### Objectif
D'après le texte sur la scène metal, sur quoi cette scène repose-t-elle globalement ?

On parle beaucoup de la scène rap comme étant intrinsèquement misogyne & homophobe, mais curieusement on ne parle pas bcp de la scène metal.
Enfin quand je dis curieusement vous imaginez bien que j'ai ma petite idée qui commence par "ra" et qui finit par "ciste" étant donné que
la première est composée d'une partie non négligeable d'artistes racisé-es alors que c'est extrêmement rarement le cas pour la seconde.
Je vais tenter de rattraper cette lacune par ce thread décousu mais qui j'espère arrivera à décrire au moins partiellement ce que c'est
d'être une meuf/ un gay/ un trans dans un milieu ultra réactionnaire qui rock'n'roll oblige se targue de subversion. #balancetesporcs
Déjà il faut savoir que la scène metal repose globalement sur des idéologies anti-religieuses ou du moins a à cœur la subversion et/ou
la recherche esthétique de ce qui est sombre, irrévérencieux, à contre-courant, ce qui touche au maléfique, au surnaturel, etc.
Quand on est un peu naïf comme j'ai pu l'être on peut légitimement se dire que après tout, ça peut-être l'occasion de transgresser certains
canons esthétiques conservateurs. Or, si c'est ponctuellement le cas à travers les thèmes abordés dans des albums, dans l'organisation
sociale du milieu tel que j'ai pu le connaitre il y a quelques années (et tel qu'il a j'imagine, très peu évolué), c'est au contraire
une reproduction des clichés les plus réactionnaires qui s'y joue et la patine subversive et sulfureuse est là pour renforcer un carcan
social sur les minorités sexuelles plutôt que pour leur permettre de s'émanciper.

[Un bloc de données]
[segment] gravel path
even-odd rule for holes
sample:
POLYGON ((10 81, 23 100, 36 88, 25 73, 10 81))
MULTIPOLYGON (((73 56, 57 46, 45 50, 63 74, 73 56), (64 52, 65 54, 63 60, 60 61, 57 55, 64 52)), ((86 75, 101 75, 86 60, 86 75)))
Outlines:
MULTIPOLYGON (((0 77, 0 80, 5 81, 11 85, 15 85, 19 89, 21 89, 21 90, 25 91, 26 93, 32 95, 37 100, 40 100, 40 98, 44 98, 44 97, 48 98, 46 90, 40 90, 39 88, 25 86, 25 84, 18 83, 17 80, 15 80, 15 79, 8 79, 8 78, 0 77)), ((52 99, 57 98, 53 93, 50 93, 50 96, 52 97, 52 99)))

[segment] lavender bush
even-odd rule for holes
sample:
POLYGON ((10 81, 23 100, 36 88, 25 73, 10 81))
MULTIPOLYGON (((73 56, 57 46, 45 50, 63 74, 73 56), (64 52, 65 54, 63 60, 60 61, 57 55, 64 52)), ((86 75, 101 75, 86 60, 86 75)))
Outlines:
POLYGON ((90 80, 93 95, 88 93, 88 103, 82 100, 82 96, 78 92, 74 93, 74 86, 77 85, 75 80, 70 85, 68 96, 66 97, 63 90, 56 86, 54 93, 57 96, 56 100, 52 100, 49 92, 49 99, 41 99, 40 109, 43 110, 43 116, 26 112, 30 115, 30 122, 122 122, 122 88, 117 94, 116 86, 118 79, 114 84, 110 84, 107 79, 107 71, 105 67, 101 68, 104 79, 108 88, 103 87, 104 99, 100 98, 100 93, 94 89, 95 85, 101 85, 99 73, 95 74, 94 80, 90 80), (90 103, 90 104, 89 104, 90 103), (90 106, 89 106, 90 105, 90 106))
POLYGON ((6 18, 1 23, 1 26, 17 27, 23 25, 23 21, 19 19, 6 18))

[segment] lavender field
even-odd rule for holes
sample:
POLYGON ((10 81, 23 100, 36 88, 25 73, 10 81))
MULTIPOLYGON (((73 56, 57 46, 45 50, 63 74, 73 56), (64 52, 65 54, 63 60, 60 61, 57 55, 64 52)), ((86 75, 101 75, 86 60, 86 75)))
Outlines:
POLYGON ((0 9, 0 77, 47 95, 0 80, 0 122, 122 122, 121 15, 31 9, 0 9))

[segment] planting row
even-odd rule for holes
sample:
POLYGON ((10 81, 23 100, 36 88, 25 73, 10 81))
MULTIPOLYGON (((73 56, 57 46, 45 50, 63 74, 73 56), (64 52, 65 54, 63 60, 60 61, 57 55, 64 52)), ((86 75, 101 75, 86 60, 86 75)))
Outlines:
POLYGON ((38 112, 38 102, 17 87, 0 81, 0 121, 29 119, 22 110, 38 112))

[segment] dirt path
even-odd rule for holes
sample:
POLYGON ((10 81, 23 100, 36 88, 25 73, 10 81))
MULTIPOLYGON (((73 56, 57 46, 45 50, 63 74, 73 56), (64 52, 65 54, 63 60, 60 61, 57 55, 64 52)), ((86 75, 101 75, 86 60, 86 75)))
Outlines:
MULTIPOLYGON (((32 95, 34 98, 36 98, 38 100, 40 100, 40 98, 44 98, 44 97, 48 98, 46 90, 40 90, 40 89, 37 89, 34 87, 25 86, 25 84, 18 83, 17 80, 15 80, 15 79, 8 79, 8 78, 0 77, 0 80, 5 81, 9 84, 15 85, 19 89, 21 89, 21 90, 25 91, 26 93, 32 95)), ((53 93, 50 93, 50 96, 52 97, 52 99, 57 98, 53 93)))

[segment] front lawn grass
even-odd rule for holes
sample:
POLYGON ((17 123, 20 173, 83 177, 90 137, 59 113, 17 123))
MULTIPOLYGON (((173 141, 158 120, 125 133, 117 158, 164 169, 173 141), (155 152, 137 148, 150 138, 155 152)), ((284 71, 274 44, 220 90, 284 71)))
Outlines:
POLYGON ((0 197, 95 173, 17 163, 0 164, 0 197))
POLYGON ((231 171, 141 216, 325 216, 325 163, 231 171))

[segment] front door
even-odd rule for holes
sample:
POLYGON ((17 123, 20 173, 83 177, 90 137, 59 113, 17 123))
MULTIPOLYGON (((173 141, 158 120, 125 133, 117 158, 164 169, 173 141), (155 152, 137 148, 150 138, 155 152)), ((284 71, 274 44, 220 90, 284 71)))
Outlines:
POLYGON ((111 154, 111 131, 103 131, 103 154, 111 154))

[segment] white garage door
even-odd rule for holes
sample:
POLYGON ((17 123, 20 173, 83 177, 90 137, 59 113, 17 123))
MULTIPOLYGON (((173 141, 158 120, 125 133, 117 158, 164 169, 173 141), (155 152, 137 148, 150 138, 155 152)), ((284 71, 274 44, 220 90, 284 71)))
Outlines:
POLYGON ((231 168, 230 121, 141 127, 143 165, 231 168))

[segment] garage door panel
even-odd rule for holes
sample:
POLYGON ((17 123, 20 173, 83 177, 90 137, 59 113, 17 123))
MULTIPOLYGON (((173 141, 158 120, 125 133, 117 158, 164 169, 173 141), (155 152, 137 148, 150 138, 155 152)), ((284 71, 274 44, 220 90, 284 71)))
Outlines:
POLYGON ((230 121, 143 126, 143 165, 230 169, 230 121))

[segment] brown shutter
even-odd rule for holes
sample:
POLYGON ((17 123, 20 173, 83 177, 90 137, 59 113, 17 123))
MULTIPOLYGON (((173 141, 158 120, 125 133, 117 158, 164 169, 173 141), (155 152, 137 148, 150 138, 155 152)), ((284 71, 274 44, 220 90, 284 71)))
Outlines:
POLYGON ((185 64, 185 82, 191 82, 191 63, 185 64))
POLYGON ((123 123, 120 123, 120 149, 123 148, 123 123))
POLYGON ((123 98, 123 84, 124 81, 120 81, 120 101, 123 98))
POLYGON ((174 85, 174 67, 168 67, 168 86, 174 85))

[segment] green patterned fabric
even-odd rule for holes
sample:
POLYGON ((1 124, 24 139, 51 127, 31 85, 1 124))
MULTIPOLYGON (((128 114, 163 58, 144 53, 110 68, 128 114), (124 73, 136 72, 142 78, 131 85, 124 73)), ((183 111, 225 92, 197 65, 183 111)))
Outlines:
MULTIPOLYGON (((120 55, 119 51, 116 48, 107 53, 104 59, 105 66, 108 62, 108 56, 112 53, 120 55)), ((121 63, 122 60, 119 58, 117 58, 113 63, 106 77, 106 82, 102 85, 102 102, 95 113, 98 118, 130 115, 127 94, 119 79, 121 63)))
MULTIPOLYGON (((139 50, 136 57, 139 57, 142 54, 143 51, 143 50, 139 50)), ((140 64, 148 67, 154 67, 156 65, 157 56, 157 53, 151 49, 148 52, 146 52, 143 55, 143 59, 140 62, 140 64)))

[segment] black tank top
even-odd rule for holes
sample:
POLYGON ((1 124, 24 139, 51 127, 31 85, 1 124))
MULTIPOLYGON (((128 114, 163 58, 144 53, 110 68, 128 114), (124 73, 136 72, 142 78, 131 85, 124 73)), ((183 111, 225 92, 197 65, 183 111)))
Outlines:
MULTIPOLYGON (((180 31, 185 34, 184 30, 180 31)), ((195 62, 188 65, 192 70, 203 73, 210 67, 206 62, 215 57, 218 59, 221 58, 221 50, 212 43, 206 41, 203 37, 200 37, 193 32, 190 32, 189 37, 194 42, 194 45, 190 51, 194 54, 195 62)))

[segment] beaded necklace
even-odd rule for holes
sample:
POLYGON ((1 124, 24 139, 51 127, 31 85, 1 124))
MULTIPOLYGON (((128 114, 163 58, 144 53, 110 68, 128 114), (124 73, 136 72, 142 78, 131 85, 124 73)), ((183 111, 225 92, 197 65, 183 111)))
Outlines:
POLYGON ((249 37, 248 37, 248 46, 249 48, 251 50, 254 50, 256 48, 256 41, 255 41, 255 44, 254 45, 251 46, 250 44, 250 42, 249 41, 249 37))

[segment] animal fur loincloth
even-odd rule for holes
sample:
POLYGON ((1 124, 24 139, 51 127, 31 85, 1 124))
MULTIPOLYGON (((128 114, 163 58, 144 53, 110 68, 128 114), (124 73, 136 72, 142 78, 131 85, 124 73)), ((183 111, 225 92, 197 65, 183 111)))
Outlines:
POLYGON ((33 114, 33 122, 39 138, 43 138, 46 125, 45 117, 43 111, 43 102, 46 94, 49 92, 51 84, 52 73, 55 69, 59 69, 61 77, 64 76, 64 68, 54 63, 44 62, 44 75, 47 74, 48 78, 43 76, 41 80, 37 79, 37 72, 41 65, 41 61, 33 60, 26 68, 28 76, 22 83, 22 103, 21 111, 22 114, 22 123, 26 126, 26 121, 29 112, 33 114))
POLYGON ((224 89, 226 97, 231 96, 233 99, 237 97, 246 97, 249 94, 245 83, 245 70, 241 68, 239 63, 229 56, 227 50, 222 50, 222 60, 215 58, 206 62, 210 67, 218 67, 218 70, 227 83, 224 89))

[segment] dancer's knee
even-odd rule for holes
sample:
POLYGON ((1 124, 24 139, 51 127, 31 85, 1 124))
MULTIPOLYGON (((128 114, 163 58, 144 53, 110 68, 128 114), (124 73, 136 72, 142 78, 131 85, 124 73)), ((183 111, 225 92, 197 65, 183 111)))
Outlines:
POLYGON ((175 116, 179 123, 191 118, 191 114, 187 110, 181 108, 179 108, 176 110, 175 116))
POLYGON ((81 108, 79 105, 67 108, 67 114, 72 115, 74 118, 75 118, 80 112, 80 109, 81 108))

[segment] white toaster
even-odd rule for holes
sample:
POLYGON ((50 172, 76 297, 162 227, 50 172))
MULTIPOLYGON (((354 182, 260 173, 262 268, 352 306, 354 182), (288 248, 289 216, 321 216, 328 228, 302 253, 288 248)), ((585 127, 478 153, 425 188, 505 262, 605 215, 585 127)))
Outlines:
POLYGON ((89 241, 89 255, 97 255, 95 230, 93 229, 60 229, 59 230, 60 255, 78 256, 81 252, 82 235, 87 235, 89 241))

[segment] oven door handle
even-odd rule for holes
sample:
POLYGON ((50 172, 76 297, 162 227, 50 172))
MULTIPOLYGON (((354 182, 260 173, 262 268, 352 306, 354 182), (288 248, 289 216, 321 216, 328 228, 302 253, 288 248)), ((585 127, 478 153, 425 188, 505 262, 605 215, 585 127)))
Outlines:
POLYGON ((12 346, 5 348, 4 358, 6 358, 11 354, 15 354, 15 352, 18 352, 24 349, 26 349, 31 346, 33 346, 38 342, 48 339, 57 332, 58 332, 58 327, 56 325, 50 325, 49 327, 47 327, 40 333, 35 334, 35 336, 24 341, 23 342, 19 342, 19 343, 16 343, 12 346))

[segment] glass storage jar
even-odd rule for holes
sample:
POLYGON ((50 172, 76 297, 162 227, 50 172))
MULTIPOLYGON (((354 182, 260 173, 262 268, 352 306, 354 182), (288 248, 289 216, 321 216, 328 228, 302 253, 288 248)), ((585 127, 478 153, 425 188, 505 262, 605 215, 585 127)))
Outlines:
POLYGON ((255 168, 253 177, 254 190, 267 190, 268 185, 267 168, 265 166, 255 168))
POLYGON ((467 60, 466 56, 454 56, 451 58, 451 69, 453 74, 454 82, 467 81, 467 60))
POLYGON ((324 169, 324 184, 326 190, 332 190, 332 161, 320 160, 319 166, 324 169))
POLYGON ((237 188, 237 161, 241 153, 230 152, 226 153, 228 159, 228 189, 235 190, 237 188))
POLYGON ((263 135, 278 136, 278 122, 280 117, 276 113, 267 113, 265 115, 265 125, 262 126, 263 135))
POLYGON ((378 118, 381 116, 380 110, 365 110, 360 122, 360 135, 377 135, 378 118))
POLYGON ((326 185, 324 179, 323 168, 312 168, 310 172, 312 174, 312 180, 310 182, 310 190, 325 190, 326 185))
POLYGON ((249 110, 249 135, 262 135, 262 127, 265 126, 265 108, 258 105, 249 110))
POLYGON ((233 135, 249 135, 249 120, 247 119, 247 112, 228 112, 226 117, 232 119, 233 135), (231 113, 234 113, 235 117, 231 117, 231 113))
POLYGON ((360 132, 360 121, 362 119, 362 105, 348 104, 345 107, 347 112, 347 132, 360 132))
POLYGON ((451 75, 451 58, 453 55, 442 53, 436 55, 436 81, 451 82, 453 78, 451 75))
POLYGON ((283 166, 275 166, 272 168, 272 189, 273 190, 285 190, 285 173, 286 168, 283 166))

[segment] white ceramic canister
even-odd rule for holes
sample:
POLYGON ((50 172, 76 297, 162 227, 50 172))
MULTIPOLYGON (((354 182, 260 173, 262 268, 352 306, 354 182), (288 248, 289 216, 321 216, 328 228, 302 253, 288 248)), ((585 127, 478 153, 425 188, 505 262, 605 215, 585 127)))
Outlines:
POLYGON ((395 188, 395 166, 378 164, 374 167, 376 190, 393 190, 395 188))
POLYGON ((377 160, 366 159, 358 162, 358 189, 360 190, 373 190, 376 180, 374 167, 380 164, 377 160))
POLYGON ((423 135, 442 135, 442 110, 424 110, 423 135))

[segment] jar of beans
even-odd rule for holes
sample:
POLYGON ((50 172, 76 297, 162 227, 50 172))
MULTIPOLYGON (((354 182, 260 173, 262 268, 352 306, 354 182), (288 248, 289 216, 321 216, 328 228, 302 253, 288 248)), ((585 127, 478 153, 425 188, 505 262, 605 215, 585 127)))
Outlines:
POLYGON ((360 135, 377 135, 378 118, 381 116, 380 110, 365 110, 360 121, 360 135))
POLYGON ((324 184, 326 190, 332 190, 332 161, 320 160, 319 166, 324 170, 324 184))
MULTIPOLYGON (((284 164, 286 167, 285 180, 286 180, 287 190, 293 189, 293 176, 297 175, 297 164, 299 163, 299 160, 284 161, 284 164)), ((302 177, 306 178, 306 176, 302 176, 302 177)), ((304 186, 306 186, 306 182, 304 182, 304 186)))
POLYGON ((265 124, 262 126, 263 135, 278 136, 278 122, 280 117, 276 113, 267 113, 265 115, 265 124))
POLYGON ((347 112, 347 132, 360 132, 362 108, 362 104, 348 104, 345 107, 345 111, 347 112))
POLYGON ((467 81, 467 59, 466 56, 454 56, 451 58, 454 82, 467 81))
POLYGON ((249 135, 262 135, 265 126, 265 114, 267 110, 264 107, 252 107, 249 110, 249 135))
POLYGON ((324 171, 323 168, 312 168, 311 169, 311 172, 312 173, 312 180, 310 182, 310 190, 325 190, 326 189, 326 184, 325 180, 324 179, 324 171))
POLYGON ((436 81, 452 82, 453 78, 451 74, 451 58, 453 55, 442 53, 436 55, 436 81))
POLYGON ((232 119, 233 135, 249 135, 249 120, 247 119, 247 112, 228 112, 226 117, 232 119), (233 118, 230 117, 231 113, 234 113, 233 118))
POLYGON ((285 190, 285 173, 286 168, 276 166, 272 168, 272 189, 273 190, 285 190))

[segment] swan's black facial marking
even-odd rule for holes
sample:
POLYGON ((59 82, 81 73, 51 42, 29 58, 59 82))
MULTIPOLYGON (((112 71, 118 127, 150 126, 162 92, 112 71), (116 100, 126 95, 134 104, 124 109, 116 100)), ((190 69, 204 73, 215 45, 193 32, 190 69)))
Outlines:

### Corrigé
Sur des idéologies anti-religieuses.